═════ GIVEN TEXT

NB II: Yuste C1

Question 1

When did the first nervous systems appear? What does this reveal about the purpose of the brain?

Answer 1

The first nervous system emerged about 750 million years ago. This was right before the split between cnidarians and bilaterians (animals with bilateral symmetry). Alongside this development in the tree of life, we see organisms that can move. The NS is associated with the ability to move (only those species with an NS can move). In order to survive, being able to move means being able to predict the future (what/who in around you in the new environment). Movement = future.

Note: very small organisms can move without NS. But, once you grow to a certain size you need to be able to coordinate activity across muscle cells that are too far apart to communicate among themselves.

Question 2

Learning

Answer 2

The brain as a predictor for action:
Extrapolate your internal model of the world, generated by memories and past experiences, into the future to predict what will happen. Then, you act, physically entering the future and perceiving what happens. Accordingly, by comparing what you expected to happen vs. what did, you make adjustments to your internal model.

Question 3

Traditional way of thinking about the brain

Answer 3

Input-output machine. Based on how reflexes work. In response to an input – sensory stimulus – the brain outputs behaviour. Proponent of this model is Sherrington.
Stimuli –> perception –> decision and behaviour.

Question 4

Implications of the brain being a predictor

Answer 4

You can run the internal program without inputs and choose whether or not to generate behaviour.
The brain is a biological machine that mentally manipulates the world using symbols. Our perception of the world is likely all constructed and internally generated.
This concept of the brain being a predictor necessitated the created of the self, for we needed to be able to mentally manipulate ourselves in relation to our environment in order to have consistent behaviour that promotes survival.

Question 5

Challenges to Sherrington model

Answer 5

The existence of spontaneous brain activity. AKA internal activity not triggered by any input, “the senses”.

Question 6

CPGs

Answer 6

Endogenous patterns of activity in the brain. Named so by Graham Brown, who argues that these could be used by the spinal cord to intrinsically generate walking even in the absence of sensory inputs. –> Cf. today = Bayesian models of predictive coding, surprise minimization, free energy and reinforcement leaning.

══════════
═════ RAW DATA

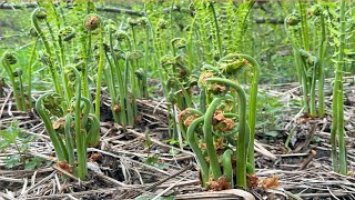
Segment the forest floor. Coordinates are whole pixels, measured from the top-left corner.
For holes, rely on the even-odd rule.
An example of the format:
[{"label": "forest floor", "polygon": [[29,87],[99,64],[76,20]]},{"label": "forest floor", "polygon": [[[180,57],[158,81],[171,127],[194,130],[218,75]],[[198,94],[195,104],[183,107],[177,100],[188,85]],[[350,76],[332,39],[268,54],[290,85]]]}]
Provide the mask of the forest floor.
[{"label": "forest floor", "polygon": [[[332,118],[311,119],[300,107],[297,84],[261,86],[263,94],[283,104],[275,113],[260,113],[270,120],[258,126],[255,141],[256,178],[246,192],[242,190],[204,191],[200,187],[199,169],[189,146],[181,149],[164,142],[168,136],[166,103],[139,100],[141,123],[123,128],[111,121],[110,99],[102,98],[101,142],[88,149],[89,176],[79,181],[55,162],[52,144],[41,119],[32,109],[14,110],[10,90],[0,98],[0,130],[9,122],[29,136],[26,158],[51,161],[33,170],[23,166],[6,168],[6,159],[18,153],[14,148],[0,152],[0,199],[354,199],[355,200],[355,84],[345,84],[345,131],[348,176],[332,171]],[[331,109],[331,89],[326,90],[327,110]],[[34,94],[36,96],[36,94]],[[37,93],[38,96],[38,93]],[[267,110],[266,110],[267,111]],[[275,134],[265,134],[265,127]],[[291,133],[291,136],[290,136]],[[146,134],[150,137],[148,142]],[[288,137],[290,136],[290,137]],[[285,147],[286,139],[290,144]],[[21,141],[19,141],[21,142]],[[63,177],[67,177],[65,179]],[[256,180],[257,179],[257,180]],[[273,180],[272,183],[267,183]],[[268,186],[273,184],[273,186]],[[251,184],[250,184],[251,186]]]}]

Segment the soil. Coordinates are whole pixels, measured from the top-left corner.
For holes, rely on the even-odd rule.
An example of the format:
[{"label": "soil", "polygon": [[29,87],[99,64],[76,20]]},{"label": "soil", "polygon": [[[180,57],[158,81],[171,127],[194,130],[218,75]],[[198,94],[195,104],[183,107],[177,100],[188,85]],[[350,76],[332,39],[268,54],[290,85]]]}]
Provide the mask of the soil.
[{"label": "soil", "polygon": [[[288,104],[300,99],[297,86],[261,87],[268,96],[278,97]],[[300,109],[285,109],[277,113],[276,124],[283,124],[277,136],[256,131],[256,178],[277,180],[273,189],[255,187],[247,190],[255,199],[355,199],[355,87],[345,87],[345,131],[348,176],[332,171],[329,131],[331,116],[311,119]],[[53,148],[34,110],[16,111],[13,100],[7,94],[0,98],[0,129],[8,122],[20,121],[28,134],[38,139],[30,142],[27,157],[53,160]],[[331,110],[329,90],[326,99]],[[185,146],[170,144],[166,121],[166,103],[161,100],[139,100],[142,119],[134,128],[123,128],[112,122],[110,99],[102,96],[101,143],[88,149],[91,160],[85,181],[63,174],[54,163],[36,170],[4,168],[0,161],[0,199],[134,199],[141,197],[174,197],[175,199],[242,199],[241,191],[204,191],[200,187],[199,168],[194,156]],[[290,106],[291,108],[291,106]],[[145,133],[152,144],[146,147]],[[290,133],[288,147],[285,147]],[[7,149],[1,160],[16,153]],[[90,159],[91,158],[91,159]],[[251,179],[250,179],[251,180]],[[247,197],[244,197],[247,199]]]}]

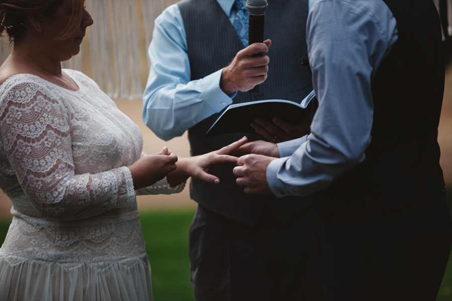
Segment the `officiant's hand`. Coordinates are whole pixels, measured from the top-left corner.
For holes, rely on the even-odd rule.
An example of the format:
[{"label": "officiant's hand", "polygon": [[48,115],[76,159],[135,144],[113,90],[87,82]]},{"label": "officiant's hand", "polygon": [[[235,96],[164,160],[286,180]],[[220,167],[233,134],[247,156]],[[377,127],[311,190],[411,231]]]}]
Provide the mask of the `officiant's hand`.
[{"label": "officiant's hand", "polygon": [[259,155],[247,155],[239,158],[234,168],[234,175],[238,177],[237,183],[245,186],[245,192],[249,194],[272,193],[267,183],[267,168],[276,158]]},{"label": "officiant's hand", "polygon": [[298,124],[288,123],[280,118],[273,117],[270,122],[257,118],[250,125],[258,135],[270,142],[280,143],[300,138],[310,132],[310,122],[301,122]]},{"label": "officiant's hand", "polygon": [[279,150],[276,144],[262,140],[249,142],[233,152],[231,155],[241,156],[249,154],[279,158]]},{"label": "officiant's hand", "polygon": [[236,91],[245,92],[262,84],[267,79],[270,59],[266,55],[254,57],[259,52],[266,53],[272,45],[270,40],[252,44],[241,50],[231,64],[223,69],[220,88],[230,95]]}]

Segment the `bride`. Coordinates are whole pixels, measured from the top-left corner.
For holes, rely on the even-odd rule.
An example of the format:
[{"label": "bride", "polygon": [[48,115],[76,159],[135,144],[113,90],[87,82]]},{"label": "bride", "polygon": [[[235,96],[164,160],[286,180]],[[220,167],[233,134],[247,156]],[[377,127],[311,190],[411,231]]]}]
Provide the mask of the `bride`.
[{"label": "bride", "polygon": [[0,189],[13,222],[0,249],[0,300],[152,300],[137,194],[212,183],[217,152],[142,153],[138,127],[83,74],[62,70],[93,20],[82,0],[1,0]]}]

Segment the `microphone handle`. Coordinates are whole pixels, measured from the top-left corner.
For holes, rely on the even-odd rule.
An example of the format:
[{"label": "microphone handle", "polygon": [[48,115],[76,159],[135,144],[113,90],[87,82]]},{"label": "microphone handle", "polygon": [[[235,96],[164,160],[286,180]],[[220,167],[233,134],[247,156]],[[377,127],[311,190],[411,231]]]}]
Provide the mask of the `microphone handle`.
[{"label": "microphone handle", "polygon": [[[251,45],[255,43],[263,43],[264,42],[264,15],[250,15],[249,24],[248,25],[248,45]],[[262,56],[262,52],[256,53],[253,57]],[[250,93],[258,93],[260,91],[259,85],[256,85],[254,88],[249,91]]]}]

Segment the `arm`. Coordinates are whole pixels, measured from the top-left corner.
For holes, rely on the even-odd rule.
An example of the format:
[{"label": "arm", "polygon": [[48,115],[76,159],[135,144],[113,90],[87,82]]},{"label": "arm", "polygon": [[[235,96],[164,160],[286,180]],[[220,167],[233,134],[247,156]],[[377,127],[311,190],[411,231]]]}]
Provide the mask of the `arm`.
[{"label": "arm", "polygon": [[[225,68],[191,81],[183,22],[177,5],[155,21],[149,54],[152,64],[143,97],[143,118],[159,137],[181,135],[199,121],[232,103],[236,92],[248,91],[267,78],[266,53],[271,42],[256,43],[239,52]],[[231,97],[230,97],[230,96]]]},{"label": "arm", "polygon": [[219,87],[222,69],[190,81],[187,51],[182,16],[177,6],[171,6],[155,21],[149,50],[152,66],[143,98],[143,121],[164,140],[182,135],[232,103]]},{"label": "arm", "polygon": [[[266,184],[279,197],[324,188],[365,158],[371,139],[372,79],[395,41],[396,24],[382,2],[379,7],[359,2],[322,1],[310,11],[307,39],[319,101],[311,133],[291,157],[260,161],[267,165]],[[378,7],[370,12],[363,7]],[[376,17],[375,12],[380,12]],[[382,17],[385,22],[378,22]],[[252,174],[250,170],[257,168],[247,166],[245,159],[241,158],[239,175],[245,174],[242,170]],[[244,181],[247,178],[245,174],[238,183],[251,193],[262,189],[262,185]]]},{"label": "arm", "polygon": [[77,219],[135,203],[126,167],[75,175],[69,113],[52,92],[34,83],[9,89],[0,137],[12,170],[40,216]]}]

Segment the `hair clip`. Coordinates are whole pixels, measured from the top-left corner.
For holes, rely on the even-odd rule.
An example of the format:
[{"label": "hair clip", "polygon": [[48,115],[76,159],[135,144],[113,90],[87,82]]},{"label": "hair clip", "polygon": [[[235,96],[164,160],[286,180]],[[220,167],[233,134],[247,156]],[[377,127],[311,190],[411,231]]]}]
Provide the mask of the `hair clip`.
[{"label": "hair clip", "polygon": [[11,29],[13,28],[12,25],[7,26],[5,25],[5,16],[6,15],[6,12],[5,11],[0,11],[0,12],[3,13],[3,18],[2,19],[2,26],[6,29]]}]

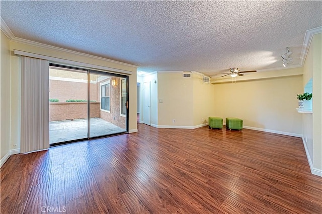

══════════

PARTS OF THE EXERCISE:
[A] Transcribe the passage of the notes starting with "Implications of the" and going on through "and internally generated.".
[B] For each statement, say yes or no depending on whether the notes support it, and quote the words that decide it.
(i) The first nervous system emerged about 750 million years ago.
(ii) CPGs were named by Sherrington.
(iii) Very small organisms cannot move without a nervous system.
Answer from the notes only.

RESPONSES PER TASK:
[A]
Implications of the brain being a predictor

Answer 4

You can run the internal program without inputs and choose whether or not to generate behaviour.
The brain is a biological machine that mentally manipulates the world using symbols. Our perception of the world is likely all constructed and internally generated.

[B]
(i) Yes: "The first nervous system emerged about 750 million years ago."
(ii) No: "Named so by Graham Brown"
(iii) No: "very small organisms can move without NS"